EXERCISE DIRECTIONS
Report every line in the records below that contains the string "church", and copy each line in full. Matching is case-sensitive.

Image object location entries
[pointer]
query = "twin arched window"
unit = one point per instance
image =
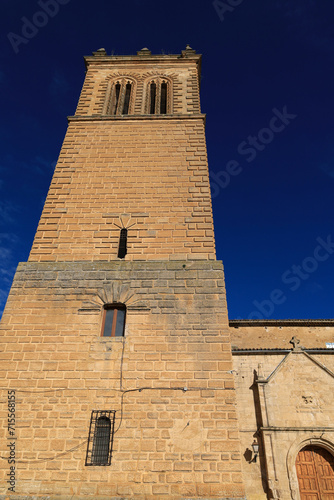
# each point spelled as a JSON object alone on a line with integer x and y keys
{"x": 157, "y": 96}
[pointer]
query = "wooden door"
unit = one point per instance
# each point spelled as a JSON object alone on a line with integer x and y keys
{"x": 315, "y": 471}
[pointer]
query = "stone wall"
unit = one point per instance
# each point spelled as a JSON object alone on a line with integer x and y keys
{"x": 169, "y": 380}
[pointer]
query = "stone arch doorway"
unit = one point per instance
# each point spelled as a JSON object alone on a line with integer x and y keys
{"x": 315, "y": 472}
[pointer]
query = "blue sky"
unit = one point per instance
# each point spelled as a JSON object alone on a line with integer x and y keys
{"x": 267, "y": 90}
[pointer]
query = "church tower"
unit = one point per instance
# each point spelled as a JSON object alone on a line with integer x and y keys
{"x": 116, "y": 359}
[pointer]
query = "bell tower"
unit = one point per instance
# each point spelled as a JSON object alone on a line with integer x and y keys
{"x": 115, "y": 340}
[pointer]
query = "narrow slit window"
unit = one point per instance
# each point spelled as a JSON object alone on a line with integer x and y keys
{"x": 117, "y": 93}
{"x": 163, "y": 99}
{"x": 114, "y": 321}
{"x": 153, "y": 96}
{"x": 122, "y": 246}
{"x": 127, "y": 99}
{"x": 100, "y": 439}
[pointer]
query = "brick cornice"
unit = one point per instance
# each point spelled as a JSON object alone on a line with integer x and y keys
{"x": 91, "y": 118}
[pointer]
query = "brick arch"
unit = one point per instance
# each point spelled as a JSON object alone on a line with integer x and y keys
{"x": 148, "y": 78}
{"x": 108, "y": 86}
{"x": 291, "y": 458}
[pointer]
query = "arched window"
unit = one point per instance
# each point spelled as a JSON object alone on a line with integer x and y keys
{"x": 100, "y": 439}
{"x": 113, "y": 324}
{"x": 122, "y": 91}
{"x": 122, "y": 246}
{"x": 158, "y": 97}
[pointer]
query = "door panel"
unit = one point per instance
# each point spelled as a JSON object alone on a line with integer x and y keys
{"x": 315, "y": 471}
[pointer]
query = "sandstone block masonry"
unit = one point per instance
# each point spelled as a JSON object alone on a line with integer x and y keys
{"x": 168, "y": 379}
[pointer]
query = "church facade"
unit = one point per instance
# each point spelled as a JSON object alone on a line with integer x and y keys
{"x": 122, "y": 376}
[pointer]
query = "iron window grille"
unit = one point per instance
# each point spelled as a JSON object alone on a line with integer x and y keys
{"x": 101, "y": 437}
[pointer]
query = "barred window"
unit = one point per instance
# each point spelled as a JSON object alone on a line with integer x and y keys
{"x": 100, "y": 439}
{"x": 113, "y": 320}
{"x": 158, "y": 97}
{"x": 121, "y": 97}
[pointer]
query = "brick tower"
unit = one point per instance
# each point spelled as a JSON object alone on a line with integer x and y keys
{"x": 116, "y": 360}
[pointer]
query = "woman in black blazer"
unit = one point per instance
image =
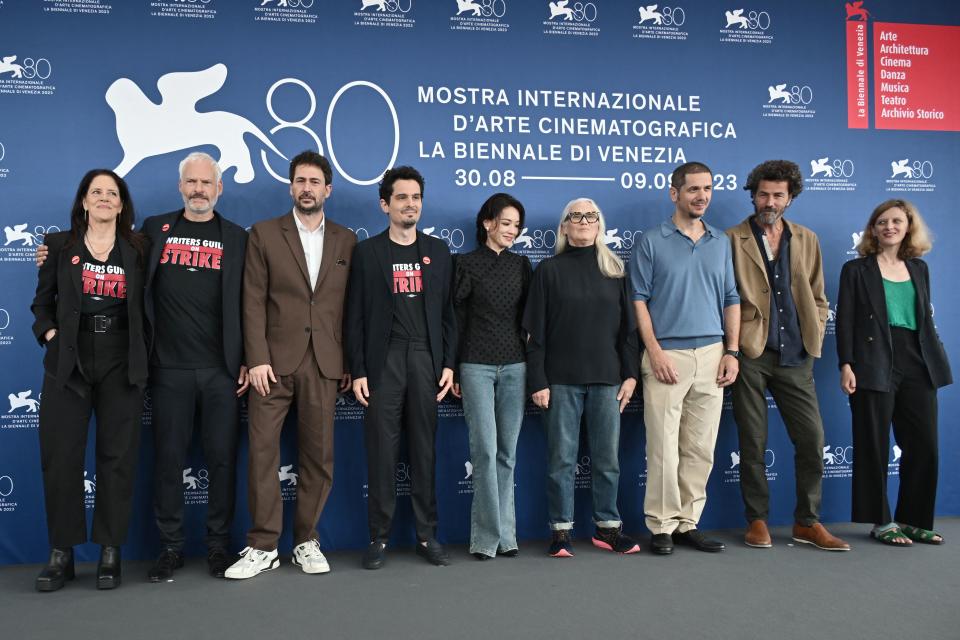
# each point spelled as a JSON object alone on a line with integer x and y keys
{"x": 891, "y": 364}
{"x": 89, "y": 316}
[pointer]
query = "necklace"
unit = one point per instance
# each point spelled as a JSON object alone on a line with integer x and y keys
{"x": 101, "y": 255}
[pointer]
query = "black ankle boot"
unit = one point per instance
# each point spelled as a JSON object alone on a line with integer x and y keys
{"x": 59, "y": 569}
{"x": 108, "y": 569}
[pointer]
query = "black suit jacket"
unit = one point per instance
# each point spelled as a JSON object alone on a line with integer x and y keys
{"x": 370, "y": 305}
{"x": 863, "y": 330}
{"x": 234, "y": 239}
{"x": 56, "y": 305}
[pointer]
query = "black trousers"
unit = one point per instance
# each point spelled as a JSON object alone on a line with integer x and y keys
{"x": 796, "y": 396}
{"x": 911, "y": 405}
{"x": 179, "y": 396}
{"x": 404, "y": 399}
{"x": 104, "y": 389}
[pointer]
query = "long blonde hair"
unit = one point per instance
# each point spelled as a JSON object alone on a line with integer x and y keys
{"x": 610, "y": 265}
{"x": 916, "y": 242}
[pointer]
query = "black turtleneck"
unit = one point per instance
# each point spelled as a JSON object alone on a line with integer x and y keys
{"x": 581, "y": 324}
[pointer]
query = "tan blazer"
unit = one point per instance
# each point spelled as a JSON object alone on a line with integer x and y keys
{"x": 282, "y": 316}
{"x": 806, "y": 278}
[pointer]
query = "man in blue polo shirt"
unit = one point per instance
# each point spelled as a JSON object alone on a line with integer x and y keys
{"x": 688, "y": 314}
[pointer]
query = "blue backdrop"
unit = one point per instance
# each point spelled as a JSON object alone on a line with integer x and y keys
{"x": 549, "y": 101}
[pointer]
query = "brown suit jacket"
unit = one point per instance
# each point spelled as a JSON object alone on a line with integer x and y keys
{"x": 806, "y": 278}
{"x": 282, "y": 316}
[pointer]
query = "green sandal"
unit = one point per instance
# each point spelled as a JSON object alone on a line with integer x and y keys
{"x": 890, "y": 536}
{"x": 921, "y": 535}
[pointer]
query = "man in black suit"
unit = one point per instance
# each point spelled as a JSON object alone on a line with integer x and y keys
{"x": 401, "y": 346}
{"x": 192, "y": 302}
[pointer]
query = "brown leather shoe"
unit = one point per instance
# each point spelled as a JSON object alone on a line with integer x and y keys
{"x": 817, "y": 535}
{"x": 758, "y": 535}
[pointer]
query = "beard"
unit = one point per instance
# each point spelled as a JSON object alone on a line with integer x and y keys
{"x": 317, "y": 207}
{"x": 207, "y": 207}
{"x": 768, "y": 216}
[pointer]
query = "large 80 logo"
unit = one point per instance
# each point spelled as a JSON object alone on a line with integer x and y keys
{"x": 753, "y": 20}
{"x": 483, "y": 8}
{"x": 302, "y": 126}
{"x": 29, "y": 69}
{"x": 578, "y": 12}
{"x": 918, "y": 169}
{"x": 666, "y": 16}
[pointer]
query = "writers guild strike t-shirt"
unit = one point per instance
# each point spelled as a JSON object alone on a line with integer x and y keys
{"x": 409, "y": 316}
{"x": 187, "y": 298}
{"x": 104, "y": 291}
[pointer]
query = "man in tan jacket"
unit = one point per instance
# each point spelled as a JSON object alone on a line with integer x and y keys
{"x": 783, "y": 314}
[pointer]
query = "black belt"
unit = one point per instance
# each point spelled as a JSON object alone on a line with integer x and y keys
{"x": 103, "y": 324}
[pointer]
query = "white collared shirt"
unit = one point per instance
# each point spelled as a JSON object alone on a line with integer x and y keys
{"x": 312, "y": 242}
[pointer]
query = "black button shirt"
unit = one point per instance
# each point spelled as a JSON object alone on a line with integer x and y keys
{"x": 490, "y": 290}
{"x": 783, "y": 334}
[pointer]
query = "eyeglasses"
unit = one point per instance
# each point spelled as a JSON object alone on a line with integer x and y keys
{"x": 589, "y": 216}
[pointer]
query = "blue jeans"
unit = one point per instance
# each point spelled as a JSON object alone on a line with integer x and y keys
{"x": 598, "y": 404}
{"x": 493, "y": 401}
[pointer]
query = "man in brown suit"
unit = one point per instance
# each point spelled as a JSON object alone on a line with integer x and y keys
{"x": 295, "y": 282}
{"x": 783, "y": 315}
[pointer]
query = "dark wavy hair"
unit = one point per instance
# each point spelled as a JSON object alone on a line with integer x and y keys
{"x": 491, "y": 209}
{"x": 398, "y": 173}
{"x": 775, "y": 171}
{"x": 125, "y": 221}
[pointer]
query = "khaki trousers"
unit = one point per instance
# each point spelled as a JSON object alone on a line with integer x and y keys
{"x": 315, "y": 397}
{"x": 682, "y": 421}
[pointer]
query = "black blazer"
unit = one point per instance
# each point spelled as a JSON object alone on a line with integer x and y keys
{"x": 56, "y": 305}
{"x": 234, "y": 238}
{"x": 863, "y": 330}
{"x": 370, "y": 305}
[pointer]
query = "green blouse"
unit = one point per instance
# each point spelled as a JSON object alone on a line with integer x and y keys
{"x": 901, "y": 303}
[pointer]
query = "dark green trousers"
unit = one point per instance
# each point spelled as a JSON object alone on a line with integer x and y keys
{"x": 795, "y": 394}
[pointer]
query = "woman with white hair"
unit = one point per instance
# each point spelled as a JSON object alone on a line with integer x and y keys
{"x": 582, "y": 363}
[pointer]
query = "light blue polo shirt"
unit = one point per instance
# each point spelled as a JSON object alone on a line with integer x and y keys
{"x": 686, "y": 285}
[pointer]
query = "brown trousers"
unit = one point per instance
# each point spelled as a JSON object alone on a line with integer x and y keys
{"x": 315, "y": 397}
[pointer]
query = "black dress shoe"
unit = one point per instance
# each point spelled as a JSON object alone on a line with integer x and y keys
{"x": 661, "y": 544}
{"x": 59, "y": 569}
{"x": 373, "y": 557}
{"x": 218, "y": 561}
{"x": 694, "y": 538}
{"x": 168, "y": 561}
{"x": 108, "y": 569}
{"x": 432, "y": 551}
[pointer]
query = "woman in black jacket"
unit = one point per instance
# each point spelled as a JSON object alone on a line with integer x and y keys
{"x": 891, "y": 364}
{"x": 89, "y": 316}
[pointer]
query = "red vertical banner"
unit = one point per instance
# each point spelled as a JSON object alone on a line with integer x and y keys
{"x": 914, "y": 70}
{"x": 857, "y": 77}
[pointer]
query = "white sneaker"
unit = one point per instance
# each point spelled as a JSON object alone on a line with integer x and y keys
{"x": 308, "y": 557}
{"x": 251, "y": 563}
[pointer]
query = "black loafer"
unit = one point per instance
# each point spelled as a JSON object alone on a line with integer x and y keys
{"x": 661, "y": 544}
{"x": 432, "y": 551}
{"x": 108, "y": 569}
{"x": 694, "y": 538}
{"x": 218, "y": 561}
{"x": 374, "y": 555}
{"x": 59, "y": 569}
{"x": 167, "y": 562}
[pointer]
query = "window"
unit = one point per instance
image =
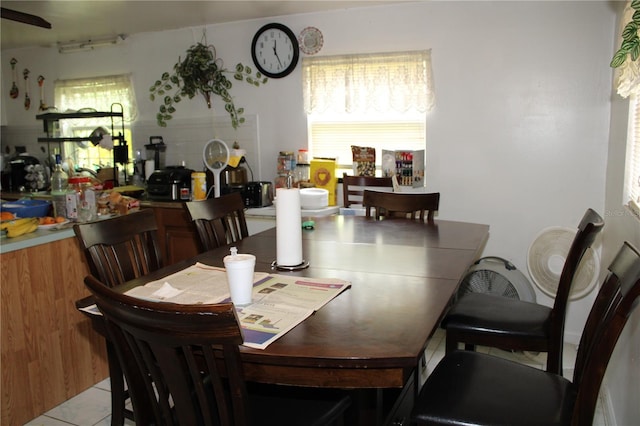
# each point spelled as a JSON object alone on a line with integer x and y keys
{"x": 632, "y": 167}
{"x": 374, "y": 100}
{"x": 100, "y": 94}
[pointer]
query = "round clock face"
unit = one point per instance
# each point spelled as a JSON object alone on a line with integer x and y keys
{"x": 274, "y": 50}
{"x": 310, "y": 40}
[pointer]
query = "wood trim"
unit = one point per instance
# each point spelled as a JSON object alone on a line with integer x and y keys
{"x": 50, "y": 352}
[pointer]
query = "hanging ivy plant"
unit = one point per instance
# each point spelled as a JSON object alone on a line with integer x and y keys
{"x": 630, "y": 40}
{"x": 201, "y": 72}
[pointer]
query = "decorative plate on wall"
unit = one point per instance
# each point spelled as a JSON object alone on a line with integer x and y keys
{"x": 310, "y": 40}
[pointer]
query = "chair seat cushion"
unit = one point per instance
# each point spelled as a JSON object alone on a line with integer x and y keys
{"x": 490, "y": 314}
{"x": 474, "y": 388}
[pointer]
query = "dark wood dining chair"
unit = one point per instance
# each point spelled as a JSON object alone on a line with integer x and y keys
{"x": 353, "y": 187}
{"x": 117, "y": 250}
{"x": 219, "y": 221}
{"x": 474, "y": 388}
{"x": 185, "y": 361}
{"x": 512, "y": 324}
{"x": 401, "y": 204}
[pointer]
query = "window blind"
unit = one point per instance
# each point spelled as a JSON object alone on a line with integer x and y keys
{"x": 632, "y": 168}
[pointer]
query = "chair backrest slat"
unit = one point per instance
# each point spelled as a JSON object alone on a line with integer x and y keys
{"x": 219, "y": 221}
{"x": 187, "y": 356}
{"x": 121, "y": 248}
{"x": 398, "y": 204}
{"x": 616, "y": 300}
{"x": 590, "y": 226}
{"x": 353, "y": 187}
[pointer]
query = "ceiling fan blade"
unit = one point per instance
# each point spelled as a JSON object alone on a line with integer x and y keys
{"x": 25, "y": 18}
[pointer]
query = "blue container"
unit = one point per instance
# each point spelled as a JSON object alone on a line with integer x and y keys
{"x": 27, "y": 208}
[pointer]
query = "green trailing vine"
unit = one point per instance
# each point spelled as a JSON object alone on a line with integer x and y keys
{"x": 630, "y": 45}
{"x": 201, "y": 72}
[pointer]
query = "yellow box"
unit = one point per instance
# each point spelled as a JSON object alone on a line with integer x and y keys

TASK RESULT
query = "church tower"
query = "church facade"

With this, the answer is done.